■ **EXERCISE DESCRIPTION**:
Could you copy out every one of the items below word for word and line by line, leaving out the pictures?

■ **RAW DATA**:
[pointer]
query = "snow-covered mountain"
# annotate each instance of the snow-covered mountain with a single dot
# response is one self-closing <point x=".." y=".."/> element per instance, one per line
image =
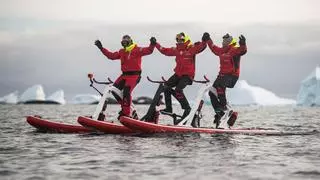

■ **COMPLETE RESPONSE**:
[pointer]
query = "snow-covered mountain"
# annotate each instance of the snow-covered mountain with a single dot
# response is one self-closing <point x=".." y=".."/> element per instance, one per line
image =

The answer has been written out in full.